Reproduce every one of the items below verbatim, keeping their order and line breaks.

■ Extracted material ■

________________

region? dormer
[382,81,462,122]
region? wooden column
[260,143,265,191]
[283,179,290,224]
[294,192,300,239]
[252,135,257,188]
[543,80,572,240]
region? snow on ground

________________

■ Expected answer ■
region? dormer
[382,81,462,122]
region? wooden column
[260,143,265,191]
[283,179,290,224]
[294,192,300,239]
[252,135,257,188]
[543,80,572,240]
region? snow on ground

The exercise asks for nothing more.